══ 提示文

賀川:昔の冬のオリンピックは、スキーやスケートの種目も少なかったのが、このごろはずいぶん競技種目も増え、参加国も80をこえるまでになり、とても賑やかになった。
――といっても、日ごろ日本人にはなじみの薄い競技もあるのですが、オリンピックになると急に大々的に取り上げるのが面白くもあり不思議でもありました。
賀川:フィギュアスケートは、僕も少年時代に滑ったこともあるし、兄・太郎は神戸アイススケート場の場長さんが「毎日、私のところへ通わせてくれたらオリンピック選手にします」といったこともあるくらいで、我が家では父親も楽しんでいた。
――六甲山上の池で滑ったと、先日お聞きしましたね。
賀川:もっといろいろあるのだが……ここまでにしておこう。
NHKの、スキーのジャンプと滑走のときの選手の筋肉の使い方などの科学的分析は面白かったね。ジャンプの横風やスキー板を水平に保つところなども、映像の威力を発揮した。
――フィギュアでは、浅田真央、キム・ヨナ、両選手のおかげで日本中が採点法やジャンプの回転などに興味を持つようになったでしょう。これは将来のフィギュア界のためにも大きいことでしょうね。
賀川:一つには、採点法がここ何年かの間に大幅に改正されて、古い時代のように審判の主観が入るのが少なくなった。
――日本のフィギュアはジャンプ主義のところがありますね。
賀川:戦後に外国に追いつこうとしたころは、スタイルや演技といったところはどうしても損だから、スポーツ的なジャンプ、つまり回転数の多い難しい技で得点しようという感覚が強かった。前にもいった、佐藤信夫コーチの(選手時代の)3回転もそうだった。伊藤みどりさんもそうだった。スタイルや演技力でも外国人と変わらぬようになってきた現在でもまだその考えが残っているのかナ。
――一つにはスポーツだから難しいものへの挑戦というのがある?
賀川:うんと古い時代は、アメリカがスポーツ的、ヨーロッパが芸術的といったふうだった。いまは国や地域での傾向というよりフィギュアの指導者、コーチ、あるいは選手個人によってどちらを好むかということだろうね。

════
══ データ一覧

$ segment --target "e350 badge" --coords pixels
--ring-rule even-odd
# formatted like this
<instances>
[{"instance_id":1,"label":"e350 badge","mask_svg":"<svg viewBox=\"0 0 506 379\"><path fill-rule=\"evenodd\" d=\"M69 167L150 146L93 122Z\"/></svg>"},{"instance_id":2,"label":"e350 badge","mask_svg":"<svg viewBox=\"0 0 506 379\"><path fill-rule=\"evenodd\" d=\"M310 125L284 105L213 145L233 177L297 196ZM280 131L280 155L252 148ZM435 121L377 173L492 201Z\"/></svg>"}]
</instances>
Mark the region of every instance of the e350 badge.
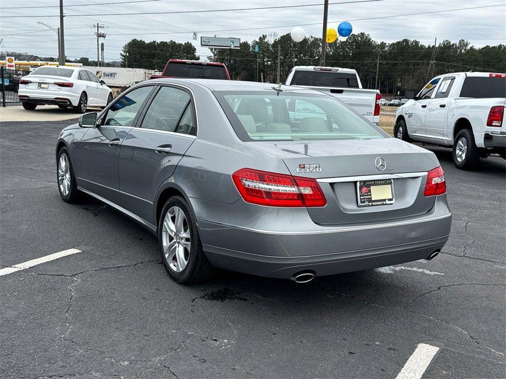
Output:
<instances>
[{"instance_id":1,"label":"e350 badge","mask_svg":"<svg viewBox=\"0 0 506 379\"><path fill-rule=\"evenodd\" d=\"M321 172L321 167L319 163L301 164L297 168L297 172Z\"/></svg>"}]
</instances>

════

冬のオリンピックをめぐる上の対談から、「賀川:もっといろいろあるのだが……ここまでにしておこう。」と「めにも大きいことでしょうね。」の間を、両端を含めてそのまま書き写してください。

#### 記述回答:
賀川:もっといろいろあるのだが……ここまでにしておこう。
NHKの、スキーのジャンプと滑走のときの選手の筋肉の使い方などの科学的分析は面白かったね。ジャンプの横風やスキー板を水平に保つところなども、映像の威力を発揮した。
――フィギュアでは、浅田真央、キム・ヨナ、両選手のおかげで日本中が採点法やジャンプの回転などに興味を持つようになったでしょう。これは将来のフィギュア界のためにも大きいことでしょうね。